[Requirements] Rescale the stretch from the first of the lines below through the line containing "266 120 631 355", reproducing every line, requests included, with each bounding-box coordinate in the answers multiplied by 1.65 and rounded to a whole number, halves rounding up. Omit the pictures from your answer.

[Material]
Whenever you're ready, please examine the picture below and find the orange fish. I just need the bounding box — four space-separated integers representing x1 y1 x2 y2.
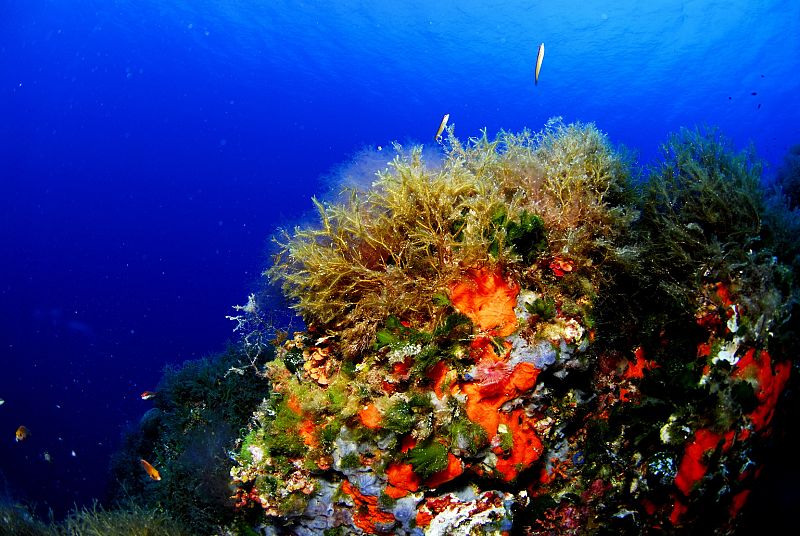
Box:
17 426 31 442
139 459 161 480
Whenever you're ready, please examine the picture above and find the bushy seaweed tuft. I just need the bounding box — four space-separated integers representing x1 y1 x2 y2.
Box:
266 120 631 355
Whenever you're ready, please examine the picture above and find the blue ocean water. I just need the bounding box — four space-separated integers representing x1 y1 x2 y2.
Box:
0 0 800 513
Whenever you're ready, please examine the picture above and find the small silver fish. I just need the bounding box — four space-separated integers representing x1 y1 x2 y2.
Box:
433 114 450 141
533 43 544 86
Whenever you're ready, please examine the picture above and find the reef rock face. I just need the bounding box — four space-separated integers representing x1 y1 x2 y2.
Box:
231 122 797 535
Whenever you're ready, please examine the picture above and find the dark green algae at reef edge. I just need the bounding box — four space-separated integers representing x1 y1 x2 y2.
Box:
9 120 800 534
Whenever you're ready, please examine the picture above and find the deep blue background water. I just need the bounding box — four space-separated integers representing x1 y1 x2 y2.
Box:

[Completed exercise]
Whenever you're ready, please examine the picture below and find the orange fish. I just need the bounding box — four space-separated integers representing x1 y1 x2 y2.
Box:
28 703 51 729
229 757 266 792
Whenever you're ready, please examine the picture above and find the bushy seaweed tuft. I just need the bounding box — four space-separated integers representing x1 y1 x2 y2.
Box:
439 198 1041 586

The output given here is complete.